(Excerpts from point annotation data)

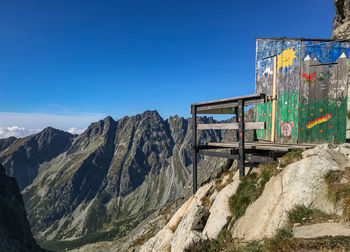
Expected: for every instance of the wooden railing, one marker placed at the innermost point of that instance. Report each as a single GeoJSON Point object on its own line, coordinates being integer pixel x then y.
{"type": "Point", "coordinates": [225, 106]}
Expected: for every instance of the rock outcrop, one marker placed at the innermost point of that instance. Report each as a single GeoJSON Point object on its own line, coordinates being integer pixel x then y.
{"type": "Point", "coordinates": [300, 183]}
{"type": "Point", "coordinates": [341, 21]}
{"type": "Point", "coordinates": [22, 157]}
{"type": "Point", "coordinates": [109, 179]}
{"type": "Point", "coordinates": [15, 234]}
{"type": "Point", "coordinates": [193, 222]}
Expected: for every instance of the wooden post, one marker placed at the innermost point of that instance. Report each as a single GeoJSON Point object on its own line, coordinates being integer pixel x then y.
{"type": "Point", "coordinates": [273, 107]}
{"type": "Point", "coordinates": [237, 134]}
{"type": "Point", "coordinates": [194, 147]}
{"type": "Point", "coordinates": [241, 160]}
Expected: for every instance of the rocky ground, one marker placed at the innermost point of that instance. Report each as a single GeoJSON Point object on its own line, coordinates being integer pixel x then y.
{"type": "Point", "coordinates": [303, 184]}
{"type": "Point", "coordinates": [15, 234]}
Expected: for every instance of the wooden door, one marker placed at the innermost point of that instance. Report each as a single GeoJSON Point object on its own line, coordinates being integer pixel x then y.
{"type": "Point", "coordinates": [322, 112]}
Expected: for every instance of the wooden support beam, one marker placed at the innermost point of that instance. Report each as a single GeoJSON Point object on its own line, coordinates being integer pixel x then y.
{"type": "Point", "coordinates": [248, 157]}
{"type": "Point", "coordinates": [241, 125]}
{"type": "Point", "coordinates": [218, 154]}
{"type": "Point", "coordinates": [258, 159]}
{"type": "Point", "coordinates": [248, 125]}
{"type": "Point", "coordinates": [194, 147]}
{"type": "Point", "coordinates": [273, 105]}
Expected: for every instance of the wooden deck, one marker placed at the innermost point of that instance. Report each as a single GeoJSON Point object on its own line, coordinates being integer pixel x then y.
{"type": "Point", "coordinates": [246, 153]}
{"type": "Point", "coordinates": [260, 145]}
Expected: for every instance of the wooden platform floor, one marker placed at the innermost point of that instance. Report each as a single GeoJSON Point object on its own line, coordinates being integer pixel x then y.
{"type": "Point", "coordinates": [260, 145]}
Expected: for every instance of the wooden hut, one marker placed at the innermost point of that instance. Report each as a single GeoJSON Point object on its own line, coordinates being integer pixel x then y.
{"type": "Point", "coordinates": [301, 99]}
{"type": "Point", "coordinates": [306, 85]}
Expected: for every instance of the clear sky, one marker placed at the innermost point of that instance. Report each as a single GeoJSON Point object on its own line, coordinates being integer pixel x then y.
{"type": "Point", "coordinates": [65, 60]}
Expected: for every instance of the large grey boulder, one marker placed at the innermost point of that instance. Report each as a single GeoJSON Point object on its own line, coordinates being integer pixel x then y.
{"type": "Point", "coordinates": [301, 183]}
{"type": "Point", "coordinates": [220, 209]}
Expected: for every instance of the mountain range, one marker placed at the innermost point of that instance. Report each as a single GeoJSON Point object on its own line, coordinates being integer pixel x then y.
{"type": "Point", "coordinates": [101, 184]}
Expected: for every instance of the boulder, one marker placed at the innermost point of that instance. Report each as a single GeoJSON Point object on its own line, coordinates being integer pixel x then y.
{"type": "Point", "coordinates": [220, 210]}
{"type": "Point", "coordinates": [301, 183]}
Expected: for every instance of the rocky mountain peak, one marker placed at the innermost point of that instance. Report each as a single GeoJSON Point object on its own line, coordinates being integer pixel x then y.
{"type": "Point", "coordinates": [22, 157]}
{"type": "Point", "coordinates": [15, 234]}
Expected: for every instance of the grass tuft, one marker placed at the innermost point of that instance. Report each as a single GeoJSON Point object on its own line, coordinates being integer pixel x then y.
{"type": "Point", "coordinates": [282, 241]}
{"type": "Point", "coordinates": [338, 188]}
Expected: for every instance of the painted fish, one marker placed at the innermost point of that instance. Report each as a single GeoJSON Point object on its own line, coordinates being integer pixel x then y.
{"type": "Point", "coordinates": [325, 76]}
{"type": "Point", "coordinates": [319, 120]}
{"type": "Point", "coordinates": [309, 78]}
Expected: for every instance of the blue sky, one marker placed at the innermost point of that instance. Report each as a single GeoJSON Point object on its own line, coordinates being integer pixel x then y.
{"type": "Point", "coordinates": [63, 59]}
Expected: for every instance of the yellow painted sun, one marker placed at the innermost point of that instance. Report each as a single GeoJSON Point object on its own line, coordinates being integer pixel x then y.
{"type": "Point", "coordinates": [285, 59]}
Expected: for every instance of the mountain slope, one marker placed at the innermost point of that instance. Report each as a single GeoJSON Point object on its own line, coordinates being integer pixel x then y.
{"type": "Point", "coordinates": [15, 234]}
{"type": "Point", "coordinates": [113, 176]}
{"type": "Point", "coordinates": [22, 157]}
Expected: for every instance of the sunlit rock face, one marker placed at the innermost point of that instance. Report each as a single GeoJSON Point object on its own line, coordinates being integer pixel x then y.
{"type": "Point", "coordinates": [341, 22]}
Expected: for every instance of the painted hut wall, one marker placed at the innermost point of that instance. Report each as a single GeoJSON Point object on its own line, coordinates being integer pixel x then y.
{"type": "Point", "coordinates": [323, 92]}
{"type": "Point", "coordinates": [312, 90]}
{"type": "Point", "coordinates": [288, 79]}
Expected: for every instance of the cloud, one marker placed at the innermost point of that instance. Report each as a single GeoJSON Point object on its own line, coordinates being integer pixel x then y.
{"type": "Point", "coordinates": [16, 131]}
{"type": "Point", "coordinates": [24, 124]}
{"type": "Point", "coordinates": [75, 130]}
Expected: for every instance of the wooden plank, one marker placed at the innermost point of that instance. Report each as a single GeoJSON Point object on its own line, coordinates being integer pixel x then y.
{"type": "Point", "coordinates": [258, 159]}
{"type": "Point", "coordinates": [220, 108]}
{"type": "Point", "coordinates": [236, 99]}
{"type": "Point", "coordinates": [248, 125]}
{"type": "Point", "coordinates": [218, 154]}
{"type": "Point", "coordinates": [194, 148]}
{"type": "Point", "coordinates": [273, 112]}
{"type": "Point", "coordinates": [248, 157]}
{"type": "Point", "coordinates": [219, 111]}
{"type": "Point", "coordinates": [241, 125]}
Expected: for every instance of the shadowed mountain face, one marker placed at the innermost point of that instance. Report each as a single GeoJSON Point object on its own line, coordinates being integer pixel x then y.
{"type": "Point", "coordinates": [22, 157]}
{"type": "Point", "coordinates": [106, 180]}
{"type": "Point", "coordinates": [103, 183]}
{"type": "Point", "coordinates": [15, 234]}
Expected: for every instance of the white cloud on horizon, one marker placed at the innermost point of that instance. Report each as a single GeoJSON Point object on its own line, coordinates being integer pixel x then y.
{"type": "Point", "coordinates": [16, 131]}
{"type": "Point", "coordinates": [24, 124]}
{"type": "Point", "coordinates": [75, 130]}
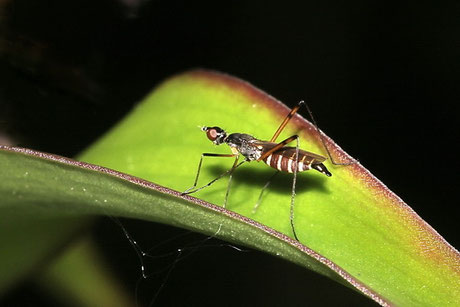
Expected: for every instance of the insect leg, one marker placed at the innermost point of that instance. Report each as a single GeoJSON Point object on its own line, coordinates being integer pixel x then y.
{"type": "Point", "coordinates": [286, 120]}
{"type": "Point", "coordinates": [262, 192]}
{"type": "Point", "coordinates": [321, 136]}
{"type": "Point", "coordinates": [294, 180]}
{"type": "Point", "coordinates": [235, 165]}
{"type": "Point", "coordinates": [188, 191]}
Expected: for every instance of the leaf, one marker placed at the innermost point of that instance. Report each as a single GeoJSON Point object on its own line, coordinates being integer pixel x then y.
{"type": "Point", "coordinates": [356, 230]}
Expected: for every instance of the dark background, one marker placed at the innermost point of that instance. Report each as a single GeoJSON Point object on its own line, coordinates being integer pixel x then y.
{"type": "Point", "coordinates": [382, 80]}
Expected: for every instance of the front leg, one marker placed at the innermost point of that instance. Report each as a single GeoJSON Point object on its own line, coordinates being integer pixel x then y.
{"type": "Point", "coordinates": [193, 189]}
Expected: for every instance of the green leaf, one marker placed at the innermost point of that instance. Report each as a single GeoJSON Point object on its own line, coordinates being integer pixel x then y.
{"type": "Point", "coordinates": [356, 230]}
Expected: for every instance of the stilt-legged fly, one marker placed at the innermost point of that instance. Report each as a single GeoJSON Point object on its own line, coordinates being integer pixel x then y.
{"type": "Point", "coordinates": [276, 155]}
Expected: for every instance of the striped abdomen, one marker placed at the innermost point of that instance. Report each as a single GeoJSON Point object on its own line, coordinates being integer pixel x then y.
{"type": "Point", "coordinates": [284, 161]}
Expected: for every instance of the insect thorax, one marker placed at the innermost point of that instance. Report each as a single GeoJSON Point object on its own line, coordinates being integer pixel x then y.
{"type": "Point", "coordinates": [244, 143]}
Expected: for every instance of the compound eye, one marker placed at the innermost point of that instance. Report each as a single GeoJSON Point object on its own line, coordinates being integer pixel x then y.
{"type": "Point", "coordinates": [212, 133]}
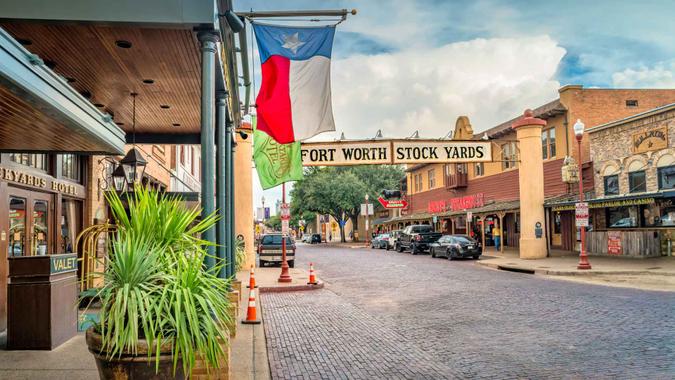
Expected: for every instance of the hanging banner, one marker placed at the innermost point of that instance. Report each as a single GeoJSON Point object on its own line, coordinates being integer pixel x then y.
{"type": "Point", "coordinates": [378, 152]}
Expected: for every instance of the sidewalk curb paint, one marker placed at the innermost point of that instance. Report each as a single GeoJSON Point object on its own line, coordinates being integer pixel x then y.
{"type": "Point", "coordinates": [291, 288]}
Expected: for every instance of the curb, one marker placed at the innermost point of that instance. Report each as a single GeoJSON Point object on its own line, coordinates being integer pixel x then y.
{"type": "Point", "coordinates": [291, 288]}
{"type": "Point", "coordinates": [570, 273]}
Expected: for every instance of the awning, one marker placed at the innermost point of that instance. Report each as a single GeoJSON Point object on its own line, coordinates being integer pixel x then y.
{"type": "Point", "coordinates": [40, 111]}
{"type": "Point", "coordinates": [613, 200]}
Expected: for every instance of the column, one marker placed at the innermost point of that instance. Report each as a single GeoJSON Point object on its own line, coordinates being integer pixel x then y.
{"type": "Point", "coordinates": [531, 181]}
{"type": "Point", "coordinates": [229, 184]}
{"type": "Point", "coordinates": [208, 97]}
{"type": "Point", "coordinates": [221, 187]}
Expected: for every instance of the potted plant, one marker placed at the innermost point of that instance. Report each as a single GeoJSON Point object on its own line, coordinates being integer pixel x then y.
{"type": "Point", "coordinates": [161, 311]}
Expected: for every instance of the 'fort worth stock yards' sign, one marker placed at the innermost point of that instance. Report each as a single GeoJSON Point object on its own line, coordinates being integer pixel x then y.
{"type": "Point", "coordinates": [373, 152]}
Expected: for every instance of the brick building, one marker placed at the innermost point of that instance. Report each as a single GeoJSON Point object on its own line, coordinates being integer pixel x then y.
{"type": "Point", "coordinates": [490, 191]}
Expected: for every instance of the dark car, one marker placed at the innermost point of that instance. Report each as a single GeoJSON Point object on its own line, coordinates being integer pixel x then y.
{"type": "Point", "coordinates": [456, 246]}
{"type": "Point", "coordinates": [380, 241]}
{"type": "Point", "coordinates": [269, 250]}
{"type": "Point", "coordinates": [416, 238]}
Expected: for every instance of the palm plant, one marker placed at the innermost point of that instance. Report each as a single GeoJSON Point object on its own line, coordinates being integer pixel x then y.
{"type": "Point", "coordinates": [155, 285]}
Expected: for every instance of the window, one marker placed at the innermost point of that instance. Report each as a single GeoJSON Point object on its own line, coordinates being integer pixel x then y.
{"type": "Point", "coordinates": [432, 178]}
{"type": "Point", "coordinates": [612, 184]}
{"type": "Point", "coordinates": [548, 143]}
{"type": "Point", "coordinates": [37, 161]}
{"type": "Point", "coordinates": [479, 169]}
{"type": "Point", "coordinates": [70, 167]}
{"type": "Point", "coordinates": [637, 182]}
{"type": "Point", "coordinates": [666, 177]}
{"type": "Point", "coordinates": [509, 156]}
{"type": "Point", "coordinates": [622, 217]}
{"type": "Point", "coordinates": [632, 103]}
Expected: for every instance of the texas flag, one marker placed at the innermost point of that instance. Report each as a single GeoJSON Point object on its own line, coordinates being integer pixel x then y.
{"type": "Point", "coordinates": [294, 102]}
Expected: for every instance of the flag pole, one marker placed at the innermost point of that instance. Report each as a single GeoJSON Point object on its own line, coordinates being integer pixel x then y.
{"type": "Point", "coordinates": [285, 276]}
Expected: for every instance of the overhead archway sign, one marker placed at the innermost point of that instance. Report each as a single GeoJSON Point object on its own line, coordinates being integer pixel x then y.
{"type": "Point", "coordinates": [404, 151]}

* **Exercise brief**
Find the line containing "Expected: for every instance of the flag" in the material above. Print it and every line after it through the end, exactly and only those.

* **Reply**
Expected: for every instance of the flag pole, one marker placed at the innermost point of that instance. Report each as a single GeoJSON Point object on its own line, coordinates being integer pixel x then y.
{"type": "Point", "coordinates": [285, 276]}
Expected: for every instance of the overhead archway sign, one marker placed at the innermost point of that instance. Report each as a single GeoJSON Point object on its own line, coordinates being integer pixel x then y.
{"type": "Point", "coordinates": [404, 151]}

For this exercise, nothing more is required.